### Record list:
************
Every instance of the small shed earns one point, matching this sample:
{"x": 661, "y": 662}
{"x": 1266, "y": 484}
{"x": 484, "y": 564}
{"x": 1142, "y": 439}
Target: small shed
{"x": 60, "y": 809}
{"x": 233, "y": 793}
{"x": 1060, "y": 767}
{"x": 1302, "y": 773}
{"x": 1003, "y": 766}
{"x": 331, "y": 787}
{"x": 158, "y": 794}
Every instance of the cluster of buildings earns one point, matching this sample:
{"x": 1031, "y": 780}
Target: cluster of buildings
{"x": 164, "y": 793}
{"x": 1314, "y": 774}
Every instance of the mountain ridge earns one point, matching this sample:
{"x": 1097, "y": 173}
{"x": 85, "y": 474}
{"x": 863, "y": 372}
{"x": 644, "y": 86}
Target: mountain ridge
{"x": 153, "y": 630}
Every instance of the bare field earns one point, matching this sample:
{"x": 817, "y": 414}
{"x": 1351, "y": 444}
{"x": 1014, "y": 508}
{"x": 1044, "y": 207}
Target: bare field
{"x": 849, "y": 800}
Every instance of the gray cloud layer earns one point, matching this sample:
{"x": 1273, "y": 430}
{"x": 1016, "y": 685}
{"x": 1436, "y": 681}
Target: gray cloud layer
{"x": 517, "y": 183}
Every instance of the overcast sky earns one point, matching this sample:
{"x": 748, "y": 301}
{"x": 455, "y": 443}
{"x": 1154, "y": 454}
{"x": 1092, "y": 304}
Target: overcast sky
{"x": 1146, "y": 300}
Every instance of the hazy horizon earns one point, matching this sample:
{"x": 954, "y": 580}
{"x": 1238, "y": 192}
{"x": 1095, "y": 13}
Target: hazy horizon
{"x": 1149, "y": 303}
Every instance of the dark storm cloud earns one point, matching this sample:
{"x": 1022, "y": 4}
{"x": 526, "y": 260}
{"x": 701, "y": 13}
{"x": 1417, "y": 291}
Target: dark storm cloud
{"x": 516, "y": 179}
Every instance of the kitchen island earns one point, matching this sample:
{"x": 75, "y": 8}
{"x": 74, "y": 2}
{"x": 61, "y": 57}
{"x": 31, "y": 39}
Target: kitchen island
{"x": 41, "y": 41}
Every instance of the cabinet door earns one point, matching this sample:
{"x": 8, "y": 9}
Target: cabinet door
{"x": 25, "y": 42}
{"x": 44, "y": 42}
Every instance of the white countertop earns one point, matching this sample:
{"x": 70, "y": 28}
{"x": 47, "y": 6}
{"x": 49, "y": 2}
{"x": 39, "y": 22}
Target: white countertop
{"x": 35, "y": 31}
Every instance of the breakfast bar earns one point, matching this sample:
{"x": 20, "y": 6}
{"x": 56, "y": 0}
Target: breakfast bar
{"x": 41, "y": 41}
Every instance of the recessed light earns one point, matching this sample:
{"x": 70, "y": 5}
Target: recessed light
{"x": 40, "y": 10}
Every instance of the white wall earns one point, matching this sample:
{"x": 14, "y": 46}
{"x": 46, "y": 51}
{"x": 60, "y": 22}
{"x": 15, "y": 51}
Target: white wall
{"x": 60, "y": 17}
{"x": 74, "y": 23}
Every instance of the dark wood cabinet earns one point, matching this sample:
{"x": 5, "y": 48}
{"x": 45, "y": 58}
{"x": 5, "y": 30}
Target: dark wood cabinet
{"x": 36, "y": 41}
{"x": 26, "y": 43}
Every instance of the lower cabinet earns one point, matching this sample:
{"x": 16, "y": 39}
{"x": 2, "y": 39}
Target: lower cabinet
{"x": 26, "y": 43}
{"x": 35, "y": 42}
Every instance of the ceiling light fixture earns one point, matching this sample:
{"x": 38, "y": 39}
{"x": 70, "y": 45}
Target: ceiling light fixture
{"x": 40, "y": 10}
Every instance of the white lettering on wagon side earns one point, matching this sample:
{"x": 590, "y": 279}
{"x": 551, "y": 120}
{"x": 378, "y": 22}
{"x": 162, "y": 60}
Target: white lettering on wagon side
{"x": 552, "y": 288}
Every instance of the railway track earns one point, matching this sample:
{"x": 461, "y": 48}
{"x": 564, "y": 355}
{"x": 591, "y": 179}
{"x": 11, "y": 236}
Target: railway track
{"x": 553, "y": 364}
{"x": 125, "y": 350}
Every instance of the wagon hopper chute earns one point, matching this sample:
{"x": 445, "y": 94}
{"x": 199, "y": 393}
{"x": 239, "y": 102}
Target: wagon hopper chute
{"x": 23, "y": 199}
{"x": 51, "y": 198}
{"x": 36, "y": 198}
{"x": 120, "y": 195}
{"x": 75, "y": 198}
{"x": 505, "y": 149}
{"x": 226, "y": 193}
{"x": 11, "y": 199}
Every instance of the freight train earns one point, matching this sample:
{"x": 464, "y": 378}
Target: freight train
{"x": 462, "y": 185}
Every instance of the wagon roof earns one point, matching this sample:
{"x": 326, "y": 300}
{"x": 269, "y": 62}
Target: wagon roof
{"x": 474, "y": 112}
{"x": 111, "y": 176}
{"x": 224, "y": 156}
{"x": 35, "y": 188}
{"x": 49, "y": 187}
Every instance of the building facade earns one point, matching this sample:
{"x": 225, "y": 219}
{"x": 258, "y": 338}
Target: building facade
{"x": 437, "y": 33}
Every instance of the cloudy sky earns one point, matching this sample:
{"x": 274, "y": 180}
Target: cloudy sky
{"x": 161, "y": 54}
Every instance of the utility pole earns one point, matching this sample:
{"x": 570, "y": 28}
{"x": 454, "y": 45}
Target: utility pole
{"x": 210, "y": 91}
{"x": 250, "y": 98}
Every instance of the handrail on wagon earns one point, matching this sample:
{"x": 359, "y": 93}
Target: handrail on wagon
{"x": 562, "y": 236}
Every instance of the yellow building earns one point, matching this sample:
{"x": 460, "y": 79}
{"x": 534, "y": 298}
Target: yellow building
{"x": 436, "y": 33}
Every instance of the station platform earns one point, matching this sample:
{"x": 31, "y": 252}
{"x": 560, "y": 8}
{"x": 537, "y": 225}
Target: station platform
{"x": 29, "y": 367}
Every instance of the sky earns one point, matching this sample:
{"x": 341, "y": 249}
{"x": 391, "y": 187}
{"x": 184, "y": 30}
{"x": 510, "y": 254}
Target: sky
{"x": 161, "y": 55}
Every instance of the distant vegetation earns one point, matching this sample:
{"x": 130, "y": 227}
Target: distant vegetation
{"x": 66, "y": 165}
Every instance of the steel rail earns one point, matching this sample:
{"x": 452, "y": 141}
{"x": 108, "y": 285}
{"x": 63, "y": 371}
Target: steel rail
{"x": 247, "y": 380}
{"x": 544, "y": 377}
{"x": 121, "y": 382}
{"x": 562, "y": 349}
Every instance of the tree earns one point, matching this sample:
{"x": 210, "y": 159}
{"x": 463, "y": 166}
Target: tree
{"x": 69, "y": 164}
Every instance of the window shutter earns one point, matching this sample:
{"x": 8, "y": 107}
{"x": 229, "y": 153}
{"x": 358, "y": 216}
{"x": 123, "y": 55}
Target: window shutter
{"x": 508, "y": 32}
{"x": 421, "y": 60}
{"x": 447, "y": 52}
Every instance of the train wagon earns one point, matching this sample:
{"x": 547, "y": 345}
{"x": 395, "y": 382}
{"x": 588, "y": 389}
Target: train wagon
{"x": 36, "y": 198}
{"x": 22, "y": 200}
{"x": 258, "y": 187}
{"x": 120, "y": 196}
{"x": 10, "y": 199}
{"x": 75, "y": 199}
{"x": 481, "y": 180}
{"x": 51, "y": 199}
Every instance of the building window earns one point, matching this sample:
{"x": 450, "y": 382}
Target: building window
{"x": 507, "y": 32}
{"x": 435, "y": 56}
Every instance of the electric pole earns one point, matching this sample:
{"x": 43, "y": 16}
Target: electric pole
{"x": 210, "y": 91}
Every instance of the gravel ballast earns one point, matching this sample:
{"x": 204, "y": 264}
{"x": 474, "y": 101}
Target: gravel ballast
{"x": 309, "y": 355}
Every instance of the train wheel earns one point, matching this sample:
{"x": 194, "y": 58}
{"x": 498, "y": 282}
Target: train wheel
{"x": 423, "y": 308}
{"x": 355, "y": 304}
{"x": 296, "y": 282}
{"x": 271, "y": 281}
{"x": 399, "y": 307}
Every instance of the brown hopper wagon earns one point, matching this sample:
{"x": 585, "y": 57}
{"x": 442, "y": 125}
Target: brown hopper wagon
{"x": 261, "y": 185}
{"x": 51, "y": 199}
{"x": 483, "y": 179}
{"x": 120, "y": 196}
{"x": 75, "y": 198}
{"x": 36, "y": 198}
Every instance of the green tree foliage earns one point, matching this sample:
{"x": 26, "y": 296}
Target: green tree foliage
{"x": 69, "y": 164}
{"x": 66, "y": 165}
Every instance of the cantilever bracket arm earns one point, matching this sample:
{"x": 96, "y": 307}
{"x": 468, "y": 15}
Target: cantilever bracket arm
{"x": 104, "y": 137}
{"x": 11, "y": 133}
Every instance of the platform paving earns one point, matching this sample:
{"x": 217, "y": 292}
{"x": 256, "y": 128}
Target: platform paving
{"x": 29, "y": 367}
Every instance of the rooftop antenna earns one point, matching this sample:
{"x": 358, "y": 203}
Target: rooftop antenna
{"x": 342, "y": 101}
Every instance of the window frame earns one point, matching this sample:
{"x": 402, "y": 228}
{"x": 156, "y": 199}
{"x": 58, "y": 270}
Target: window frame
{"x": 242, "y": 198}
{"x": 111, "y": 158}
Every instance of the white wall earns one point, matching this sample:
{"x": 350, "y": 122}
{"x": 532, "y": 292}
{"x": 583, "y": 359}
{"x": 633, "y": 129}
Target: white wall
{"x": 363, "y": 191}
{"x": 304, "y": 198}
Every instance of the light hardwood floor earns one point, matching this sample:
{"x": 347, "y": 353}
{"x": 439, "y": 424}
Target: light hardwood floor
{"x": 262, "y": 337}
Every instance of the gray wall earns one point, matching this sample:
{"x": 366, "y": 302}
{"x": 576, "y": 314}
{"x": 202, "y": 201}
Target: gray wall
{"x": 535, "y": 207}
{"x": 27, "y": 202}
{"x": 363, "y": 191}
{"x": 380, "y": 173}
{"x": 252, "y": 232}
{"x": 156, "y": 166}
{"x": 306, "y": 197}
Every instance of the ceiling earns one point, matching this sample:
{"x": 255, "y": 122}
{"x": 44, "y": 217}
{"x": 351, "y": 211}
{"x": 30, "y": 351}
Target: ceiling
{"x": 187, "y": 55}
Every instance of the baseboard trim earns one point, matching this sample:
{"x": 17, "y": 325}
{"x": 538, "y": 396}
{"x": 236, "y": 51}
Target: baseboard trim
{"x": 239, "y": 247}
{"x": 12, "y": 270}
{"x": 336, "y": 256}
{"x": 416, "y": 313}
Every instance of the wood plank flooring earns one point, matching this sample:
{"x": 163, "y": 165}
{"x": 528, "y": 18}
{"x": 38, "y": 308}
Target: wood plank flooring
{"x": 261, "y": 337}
************
### Written request:
Leave out every line before the one containing "Every instance of the gray wall"; set down that line and all remaining lines of the material exactly.

### Exercise solution:
Every instance of the gray wall earns one point, matching this sample:
{"x": 366, "y": 302}
{"x": 576, "y": 314}
{"x": 202, "y": 201}
Target: gray wall
{"x": 535, "y": 207}
{"x": 27, "y": 202}
{"x": 363, "y": 191}
{"x": 380, "y": 173}
{"x": 252, "y": 232}
{"x": 156, "y": 166}
{"x": 306, "y": 197}
Every instance of the ceiling earns one point, matching this sample:
{"x": 255, "y": 122}
{"x": 44, "y": 217}
{"x": 351, "y": 211}
{"x": 30, "y": 351}
Target: ceiling
{"x": 187, "y": 55}
Every instance of the baseboard trim earns one point, matching this sample:
{"x": 17, "y": 325}
{"x": 538, "y": 396}
{"x": 236, "y": 51}
Target: baseboard trim
{"x": 239, "y": 247}
{"x": 12, "y": 270}
{"x": 336, "y": 256}
{"x": 416, "y": 313}
Every instance of the wood plank flooring earns one point, matching this sample:
{"x": 163, "y": 165}
{"x": 528, "y": 18}
{"x": 38, "y": 308}
Target: wood plank flooring
{"x": 261, "y": 337}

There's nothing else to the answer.